__Given problem__
From the items below, pull out each line that contains the string "purple". Case counts.

----- Stored data -----

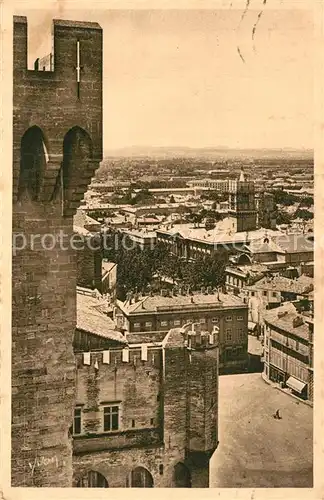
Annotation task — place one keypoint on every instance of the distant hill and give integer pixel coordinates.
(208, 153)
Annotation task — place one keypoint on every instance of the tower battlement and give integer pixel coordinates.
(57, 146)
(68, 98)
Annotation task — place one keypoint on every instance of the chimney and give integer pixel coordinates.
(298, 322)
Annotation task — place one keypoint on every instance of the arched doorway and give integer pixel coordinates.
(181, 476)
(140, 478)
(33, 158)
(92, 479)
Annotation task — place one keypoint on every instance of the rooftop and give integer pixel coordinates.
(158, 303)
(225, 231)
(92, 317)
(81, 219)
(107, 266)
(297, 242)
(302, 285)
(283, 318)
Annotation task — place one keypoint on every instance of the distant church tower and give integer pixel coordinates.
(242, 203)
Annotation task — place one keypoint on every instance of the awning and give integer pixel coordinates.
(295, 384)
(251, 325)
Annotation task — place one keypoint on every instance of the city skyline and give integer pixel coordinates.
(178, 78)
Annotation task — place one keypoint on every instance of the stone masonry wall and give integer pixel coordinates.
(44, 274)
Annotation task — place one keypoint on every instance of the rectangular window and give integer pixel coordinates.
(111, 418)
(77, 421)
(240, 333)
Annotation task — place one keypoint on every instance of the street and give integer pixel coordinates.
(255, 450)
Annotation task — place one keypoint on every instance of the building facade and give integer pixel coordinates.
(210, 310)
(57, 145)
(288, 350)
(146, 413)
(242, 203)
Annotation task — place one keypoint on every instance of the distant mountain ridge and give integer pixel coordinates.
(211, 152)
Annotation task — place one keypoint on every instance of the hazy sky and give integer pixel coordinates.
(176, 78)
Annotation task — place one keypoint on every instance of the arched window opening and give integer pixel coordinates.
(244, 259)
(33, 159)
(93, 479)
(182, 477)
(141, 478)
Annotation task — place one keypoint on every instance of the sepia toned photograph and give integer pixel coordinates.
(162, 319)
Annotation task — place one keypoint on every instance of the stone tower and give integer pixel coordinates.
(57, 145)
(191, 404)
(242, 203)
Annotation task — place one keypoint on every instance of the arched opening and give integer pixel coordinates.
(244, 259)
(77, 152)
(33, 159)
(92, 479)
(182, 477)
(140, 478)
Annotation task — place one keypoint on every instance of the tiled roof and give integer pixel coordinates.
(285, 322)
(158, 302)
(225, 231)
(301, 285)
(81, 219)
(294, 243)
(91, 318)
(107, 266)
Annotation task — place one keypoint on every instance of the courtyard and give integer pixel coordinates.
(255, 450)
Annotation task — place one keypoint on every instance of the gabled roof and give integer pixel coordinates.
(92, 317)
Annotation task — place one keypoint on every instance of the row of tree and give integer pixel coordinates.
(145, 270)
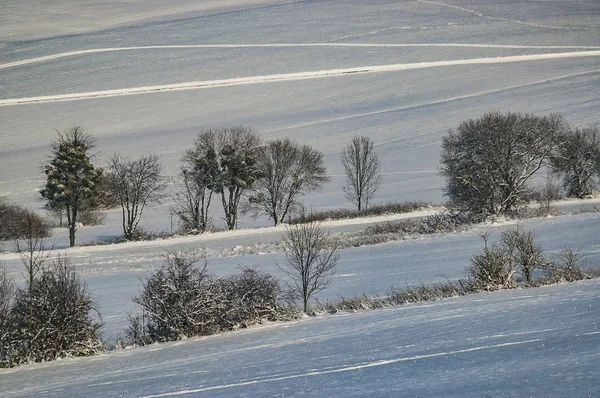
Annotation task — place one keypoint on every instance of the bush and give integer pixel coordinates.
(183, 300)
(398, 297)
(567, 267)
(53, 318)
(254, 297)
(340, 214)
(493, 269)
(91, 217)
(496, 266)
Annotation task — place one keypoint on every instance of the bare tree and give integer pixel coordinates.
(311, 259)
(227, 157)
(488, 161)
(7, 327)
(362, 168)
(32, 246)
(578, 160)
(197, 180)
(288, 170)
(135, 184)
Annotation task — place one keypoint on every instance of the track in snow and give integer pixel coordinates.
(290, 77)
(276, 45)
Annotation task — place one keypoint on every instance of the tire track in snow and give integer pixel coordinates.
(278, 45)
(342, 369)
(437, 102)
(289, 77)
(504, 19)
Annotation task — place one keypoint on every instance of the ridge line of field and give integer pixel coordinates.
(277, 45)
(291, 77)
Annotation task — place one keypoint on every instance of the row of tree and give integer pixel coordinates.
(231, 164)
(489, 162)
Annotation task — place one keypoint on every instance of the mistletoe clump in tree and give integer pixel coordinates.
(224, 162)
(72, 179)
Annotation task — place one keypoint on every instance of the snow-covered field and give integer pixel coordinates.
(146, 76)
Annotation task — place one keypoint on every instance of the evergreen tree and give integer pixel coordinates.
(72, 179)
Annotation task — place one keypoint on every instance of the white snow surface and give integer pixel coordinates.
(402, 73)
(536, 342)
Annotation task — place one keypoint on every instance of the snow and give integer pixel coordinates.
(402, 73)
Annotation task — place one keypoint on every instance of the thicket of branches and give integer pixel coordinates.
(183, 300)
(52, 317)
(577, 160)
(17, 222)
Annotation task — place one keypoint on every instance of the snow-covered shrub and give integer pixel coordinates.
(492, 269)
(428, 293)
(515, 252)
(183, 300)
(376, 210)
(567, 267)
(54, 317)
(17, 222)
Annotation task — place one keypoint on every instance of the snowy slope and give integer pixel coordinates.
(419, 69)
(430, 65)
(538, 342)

-----
----- Stored data -----

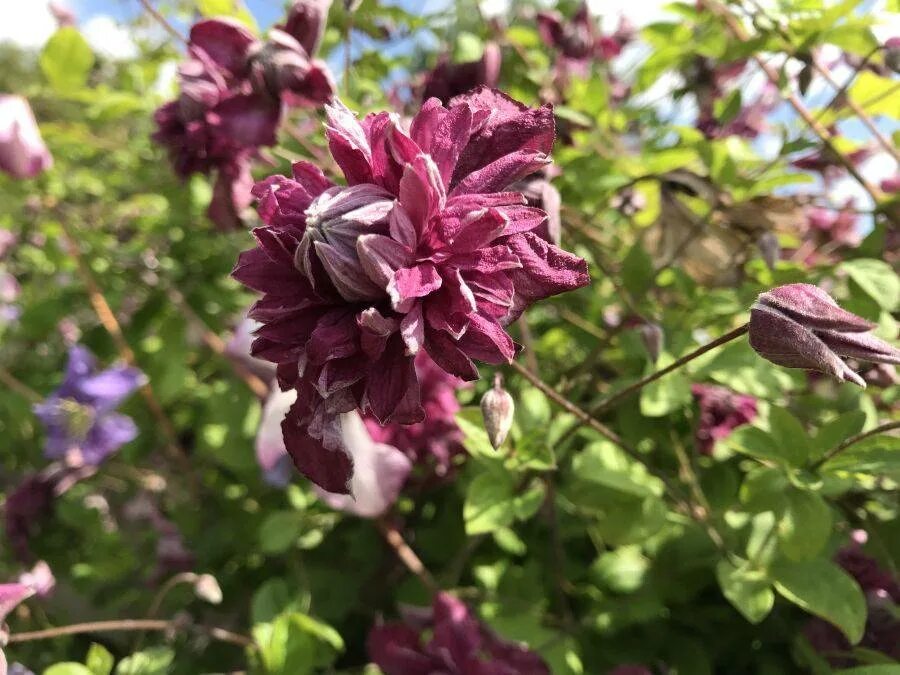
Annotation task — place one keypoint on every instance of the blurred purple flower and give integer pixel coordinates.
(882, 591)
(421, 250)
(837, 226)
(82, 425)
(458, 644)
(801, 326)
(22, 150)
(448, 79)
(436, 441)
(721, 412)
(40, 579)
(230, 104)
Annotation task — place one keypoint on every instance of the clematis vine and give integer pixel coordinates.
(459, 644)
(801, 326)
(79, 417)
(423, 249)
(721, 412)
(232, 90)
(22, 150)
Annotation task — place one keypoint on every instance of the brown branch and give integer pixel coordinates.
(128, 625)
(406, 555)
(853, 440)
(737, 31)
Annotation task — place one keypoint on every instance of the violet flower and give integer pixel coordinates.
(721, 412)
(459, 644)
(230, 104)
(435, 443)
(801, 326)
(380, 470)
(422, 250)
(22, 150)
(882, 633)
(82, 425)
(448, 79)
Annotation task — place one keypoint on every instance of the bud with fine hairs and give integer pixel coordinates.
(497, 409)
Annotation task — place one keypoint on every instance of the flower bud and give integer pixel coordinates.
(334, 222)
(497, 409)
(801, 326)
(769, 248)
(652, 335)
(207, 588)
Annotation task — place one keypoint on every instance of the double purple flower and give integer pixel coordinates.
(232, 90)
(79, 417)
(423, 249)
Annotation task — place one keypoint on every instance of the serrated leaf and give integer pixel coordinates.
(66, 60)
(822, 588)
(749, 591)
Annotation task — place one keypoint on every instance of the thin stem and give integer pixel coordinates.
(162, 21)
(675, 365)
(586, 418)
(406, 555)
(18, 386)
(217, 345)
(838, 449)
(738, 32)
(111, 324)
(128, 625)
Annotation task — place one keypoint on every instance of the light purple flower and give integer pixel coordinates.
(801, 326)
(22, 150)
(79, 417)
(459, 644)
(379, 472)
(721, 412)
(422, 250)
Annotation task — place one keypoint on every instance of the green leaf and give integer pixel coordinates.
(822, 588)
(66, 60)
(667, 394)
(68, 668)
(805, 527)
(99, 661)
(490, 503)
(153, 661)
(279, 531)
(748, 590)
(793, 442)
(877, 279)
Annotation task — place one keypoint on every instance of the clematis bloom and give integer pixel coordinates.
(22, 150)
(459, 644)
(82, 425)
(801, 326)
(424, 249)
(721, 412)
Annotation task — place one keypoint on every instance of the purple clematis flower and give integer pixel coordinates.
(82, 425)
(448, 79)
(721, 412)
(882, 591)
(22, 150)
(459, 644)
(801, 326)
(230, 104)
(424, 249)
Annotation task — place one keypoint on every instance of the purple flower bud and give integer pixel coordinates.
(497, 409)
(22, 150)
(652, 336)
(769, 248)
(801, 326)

-----
----- Stored data -----

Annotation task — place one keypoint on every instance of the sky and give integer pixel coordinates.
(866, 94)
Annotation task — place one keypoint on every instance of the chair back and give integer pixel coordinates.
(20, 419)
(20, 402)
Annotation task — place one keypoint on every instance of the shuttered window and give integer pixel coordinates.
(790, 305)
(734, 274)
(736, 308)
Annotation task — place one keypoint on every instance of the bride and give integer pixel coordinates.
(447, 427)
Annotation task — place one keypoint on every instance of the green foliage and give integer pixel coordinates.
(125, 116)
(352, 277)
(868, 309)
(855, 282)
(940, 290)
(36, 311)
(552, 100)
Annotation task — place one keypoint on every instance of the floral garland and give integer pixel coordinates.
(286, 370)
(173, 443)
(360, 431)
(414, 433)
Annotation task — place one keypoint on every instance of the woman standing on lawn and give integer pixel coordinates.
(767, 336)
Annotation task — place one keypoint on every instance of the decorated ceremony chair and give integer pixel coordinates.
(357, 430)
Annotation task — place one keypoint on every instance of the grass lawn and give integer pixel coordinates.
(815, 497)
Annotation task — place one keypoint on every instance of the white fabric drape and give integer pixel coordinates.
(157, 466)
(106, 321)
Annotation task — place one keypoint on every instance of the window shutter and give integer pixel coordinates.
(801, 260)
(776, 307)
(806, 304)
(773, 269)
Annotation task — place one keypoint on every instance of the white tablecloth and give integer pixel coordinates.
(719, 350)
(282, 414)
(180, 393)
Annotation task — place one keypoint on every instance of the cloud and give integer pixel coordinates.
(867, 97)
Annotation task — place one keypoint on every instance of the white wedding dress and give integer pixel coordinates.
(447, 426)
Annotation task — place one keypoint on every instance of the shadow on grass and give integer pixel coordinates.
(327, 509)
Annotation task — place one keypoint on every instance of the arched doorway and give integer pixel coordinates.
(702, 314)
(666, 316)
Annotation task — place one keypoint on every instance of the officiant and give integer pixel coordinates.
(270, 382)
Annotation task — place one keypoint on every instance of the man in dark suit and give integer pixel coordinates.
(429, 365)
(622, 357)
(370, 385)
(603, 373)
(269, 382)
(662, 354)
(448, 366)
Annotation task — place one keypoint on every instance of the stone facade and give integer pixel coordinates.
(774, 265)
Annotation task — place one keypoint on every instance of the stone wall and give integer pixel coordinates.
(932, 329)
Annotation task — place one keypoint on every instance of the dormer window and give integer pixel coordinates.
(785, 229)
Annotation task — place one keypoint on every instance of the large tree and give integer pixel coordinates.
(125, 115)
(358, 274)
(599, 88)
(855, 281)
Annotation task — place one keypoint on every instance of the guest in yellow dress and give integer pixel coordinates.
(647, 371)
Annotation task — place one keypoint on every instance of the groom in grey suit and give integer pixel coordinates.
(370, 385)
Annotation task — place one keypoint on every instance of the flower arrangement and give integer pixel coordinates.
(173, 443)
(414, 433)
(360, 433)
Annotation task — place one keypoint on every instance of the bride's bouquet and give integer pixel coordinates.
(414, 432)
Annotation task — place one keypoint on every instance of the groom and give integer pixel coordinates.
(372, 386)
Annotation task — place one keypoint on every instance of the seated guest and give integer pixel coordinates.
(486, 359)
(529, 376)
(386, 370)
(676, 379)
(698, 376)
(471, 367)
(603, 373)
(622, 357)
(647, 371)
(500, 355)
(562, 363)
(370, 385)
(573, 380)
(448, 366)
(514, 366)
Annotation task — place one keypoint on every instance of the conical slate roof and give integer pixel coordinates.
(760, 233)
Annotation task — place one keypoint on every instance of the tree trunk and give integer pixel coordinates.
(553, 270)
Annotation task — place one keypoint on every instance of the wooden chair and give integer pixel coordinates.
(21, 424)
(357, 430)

-----

__Solved exercise__
Annotation task — place one keypoint on every instance of the blurred purple flower and give integer pixel coordinates.
Annotation task — place one keypoint on every instance of the double purple flower and give integer pixel coordinates.
Annotation task — place one keypoint on every instance of the light purple flower and give integer pixel coordinates.
Annotation task — place one keypoint on every instance of the purple clematis flower and give integer pixel coordinates.
Annotation task — place one keypoint on every instance of the purple flower bud and give integer pixel coordinates.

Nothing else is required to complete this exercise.